_Instruction_
Print the entries that appear below, exactly as written and without their pictures.

_Extracted material_

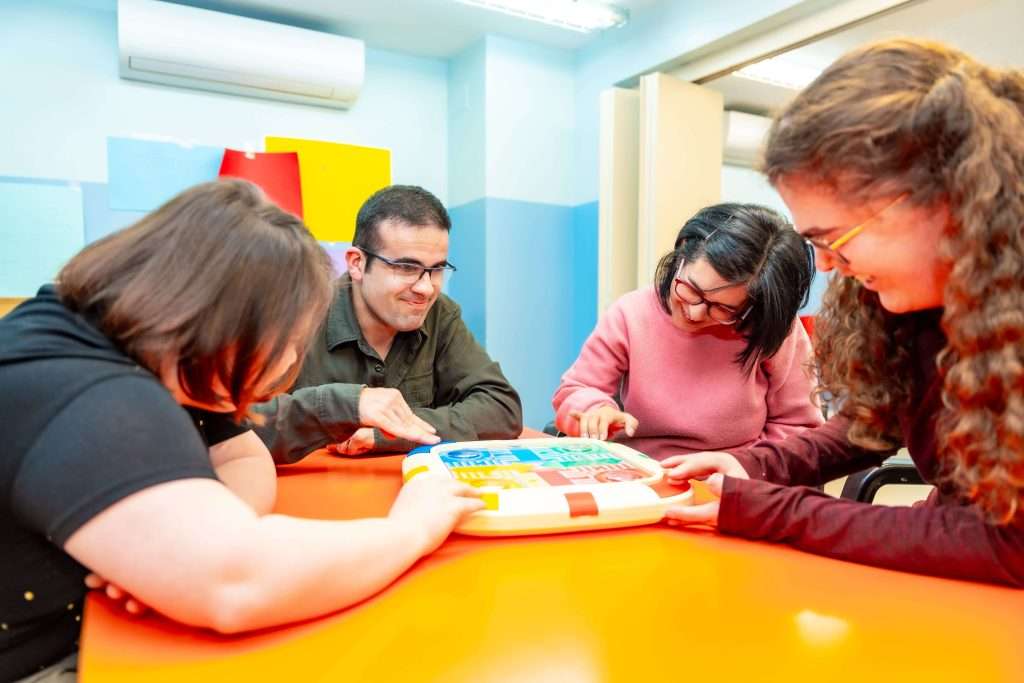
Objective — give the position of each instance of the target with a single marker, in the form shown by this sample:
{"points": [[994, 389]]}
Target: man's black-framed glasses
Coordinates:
{"points": [[694, 296], [410, 271]]}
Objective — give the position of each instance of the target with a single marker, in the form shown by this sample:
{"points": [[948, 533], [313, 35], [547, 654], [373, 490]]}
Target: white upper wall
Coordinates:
{"points": [[64, 97], [652, 39], [529, 117]]}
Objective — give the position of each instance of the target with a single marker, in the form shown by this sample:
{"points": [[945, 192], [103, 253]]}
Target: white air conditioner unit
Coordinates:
{"points": [[743, 137], [161, 42]]}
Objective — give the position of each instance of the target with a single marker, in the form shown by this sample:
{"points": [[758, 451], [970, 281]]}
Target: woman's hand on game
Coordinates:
{"points": [[603, 422], [132, 605], [680, 469], [711, 467], [699, 513], [432, 506]]}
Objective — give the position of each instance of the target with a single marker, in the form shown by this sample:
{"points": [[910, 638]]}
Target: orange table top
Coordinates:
{"points": [[645, 603]]}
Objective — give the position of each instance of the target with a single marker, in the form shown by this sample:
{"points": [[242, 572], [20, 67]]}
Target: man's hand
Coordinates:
{"points": [[361, 441], [387, 410]]}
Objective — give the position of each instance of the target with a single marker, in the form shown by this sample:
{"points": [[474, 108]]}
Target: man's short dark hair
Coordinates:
{"points": [[409, 205]]}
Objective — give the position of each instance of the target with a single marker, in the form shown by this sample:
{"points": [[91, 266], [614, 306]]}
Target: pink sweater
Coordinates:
{"points": [[685, 388]]}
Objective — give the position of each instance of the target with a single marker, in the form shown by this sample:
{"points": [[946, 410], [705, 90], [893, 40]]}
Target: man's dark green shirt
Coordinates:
{"points": [[444, 376]]}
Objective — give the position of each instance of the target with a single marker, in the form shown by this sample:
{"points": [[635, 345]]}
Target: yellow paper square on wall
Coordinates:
{"points": [[336, 179]]}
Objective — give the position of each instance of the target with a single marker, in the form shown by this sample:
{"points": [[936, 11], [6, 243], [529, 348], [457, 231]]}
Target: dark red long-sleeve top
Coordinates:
{"points": [[941, 536]]}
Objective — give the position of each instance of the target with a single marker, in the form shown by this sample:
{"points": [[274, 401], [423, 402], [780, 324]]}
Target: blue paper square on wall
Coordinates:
{"points": [[143, 174], [40, 229]]}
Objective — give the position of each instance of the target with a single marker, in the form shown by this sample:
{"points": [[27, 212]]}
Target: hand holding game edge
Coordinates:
{"points": [[132, 605], [702, 513], [432, 506], [386, 409], [700, 465], [603, 422]]}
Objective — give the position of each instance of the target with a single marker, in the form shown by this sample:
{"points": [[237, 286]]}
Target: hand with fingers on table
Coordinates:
{"points": [[131, 604], [386, 409], [432, 506], [603, 422], [711, 467]]}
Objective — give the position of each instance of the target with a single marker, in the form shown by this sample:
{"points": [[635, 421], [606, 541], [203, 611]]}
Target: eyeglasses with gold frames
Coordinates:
{"points": [[834, 246]]}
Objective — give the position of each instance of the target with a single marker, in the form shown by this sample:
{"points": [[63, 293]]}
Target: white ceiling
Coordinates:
{"points": [[427, 28], [989, 30]]}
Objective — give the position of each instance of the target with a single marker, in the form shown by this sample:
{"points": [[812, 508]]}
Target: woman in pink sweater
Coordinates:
{"points": [[711, 356]]}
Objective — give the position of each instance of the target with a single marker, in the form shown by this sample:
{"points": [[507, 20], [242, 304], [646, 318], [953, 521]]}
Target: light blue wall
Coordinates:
{"points": [[62, 97], [467, 125], [528, 298], [468, 251], [530, 295]]}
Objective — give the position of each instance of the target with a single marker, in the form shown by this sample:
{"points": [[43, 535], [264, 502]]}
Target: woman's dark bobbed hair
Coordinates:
{"points": [[753, 245]]}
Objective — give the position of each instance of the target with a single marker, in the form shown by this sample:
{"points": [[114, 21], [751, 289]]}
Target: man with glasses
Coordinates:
{"points": [[393, 366]]}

_Full answer_
Objective — give the position of each instance of the target with a single marker, in the form shown by this sample:
{"points": [[994, 389]]}
Target: man's black-framed glasses
Coordinates:
{"points": [[694, 296], [410, 271]]}
Objective — give the position of each instance of the target with a single marker, in the form shown by this sample:
{"points": [[948, 533], [313, 35], [547, 654], [373, 490]]}
Target: white upper wall
Coordinates:
{"points": [[64, 97], [652, 39], [529, 117]]}
Objective — give the position of each instance of the target with a single marker, in the form shown by this sample:
{"points": [[945, 192], [103, 253]]}
Target: white air conditioner unit
Coordinates:
{"points": [[743, 137], [161, 42]]}
Objective — give the position of each instance of the target with a single marker, in the form shown by this sample:
{"points": [[758, 451], [970, 281]]}
Target: woman's hand on game
Coordinates:
{"points": [[603, 422], [132, 605], [680, 469], [711, 467], [699, 513], [432, 506]]}
Objective — give the position of each instance of the target with a single marker, in the form shown by this sample:
{"points": [[910, 638]]}
Target: orange table top
Coordinates:
{"points": [[645, 603]]}
Objective — give the position of each instance of the target with a single marker, in the form shown by this sample:
{"points": [[242, 572], [20, 67]]}
Target: man's hand
Coordinates:
{"points": [[361, 441], [387, 410]]}
Objective — give the position of each instance of the target with a single marker, in the form shown by this sample:
{"points": [[474, 108]]}
Target: man's short dark hair
Coordinates:
{"points": [[409, 205]]}
Objective — give the position of each instance of the target with a single marker, in the form shown by this sample:
{"points": [[91, 266], [614, 306]]}
Target: pink sweater
Coordinates:
{"points": [[685, 388]]}
Objective — give the position of each instance of the target with a single marker, in the form shown by this sample:
{"points": [[946, 410], [705, 90], [893, 40]]}
Target: man's dark green shirt
Coordinates:
{"points": [[444, 376]]}
Objective — give the position of each instance of the target with a single marker, in the form shown by this sample:
{"points": [[635, 345]]}
Target: yellow paper square on wall
Coordinates:
{"points": [[336, 179]]}
Objective — give the position of each instance of the target with a single marker, in the form shown by this sample:
{"points": [[936, 11], [6, 243], [529, 348], [457, 231]]}
Target: dark red long-sleeve top
Coordinates:
{"points": [[941, 536]]}
Objective — give the position of each instance of the target with a single marker, in the form shown by this sample:
{"points": [[274, 401], [423, 402], [780, 324]]}
Target: blue paper square on wall
Coordinates:
{"points": [[143, 174], [40, 229]]}
Objective — give the position of each instance of the target with a single marker, in the form shown by this sample:
{"points": [[27, 212]]}
Target: hand holding game edge
Coordinates:
{"points": [[132, 605], [702, 513], [432, 506], [386, 409], [700, 465], [603, 422]]}
Objective — give the position of each instance of the target with a single marker, in the form shown by this sample:
{"points": [[237, 286]]}
Target: hand with fingers on table
Coordinates:
{"points": [[131, 604], [386, 409], [432, 506], [603, 422], [711, 467]]}
Objective — give the position of each instance of the target with a single marker, in the form shown by this sample:
{"points": [[635, 421], [606, 541], [203, 611]]}
Target: eyeglasses with gold frames
Coordinates:
{"points": [[834, 246]]}
Objective — give the position of each instance of the target with a single marker, in the form shown by this sample:
{"points": [[63, 293]]}
Target: white ceiling
Coordinates:
{"points": [[427, 28], [989, 30]]}
Objective — give the position of each instance of the target with a single marker, in the form shown by this sample:
{"points": [[812, 508]]}
Target: woman in pink sweater
Coordinates:
{"points": [[711, 356]]}
Objective — give the position of each instance of the target with a single marker, in the form shown by this sample:
{"points": [[507, 20], [242, 304], [646, 318], [953, 521]]}
Target: light blue wall
Coordinates:
{"points": [[62, 97], [467, 125], [528, 298], [468, 251], [530, 295]]}
Objective — give the position of each instance of the target with a single marker, in the form shown by this sample:
{"points": [[43, 535], [264, 502]]}
Target: woman's dark bobbed hair
Coordinates:
{"points": [[753, 245]]}
Objective — give the position of each instance of the target with a single marker, in the form shown by this sample:
{"points": [[114, 21], [751, 289]]}
Target: man with glasses
Coordinates:
{"points": [[393, 366]]}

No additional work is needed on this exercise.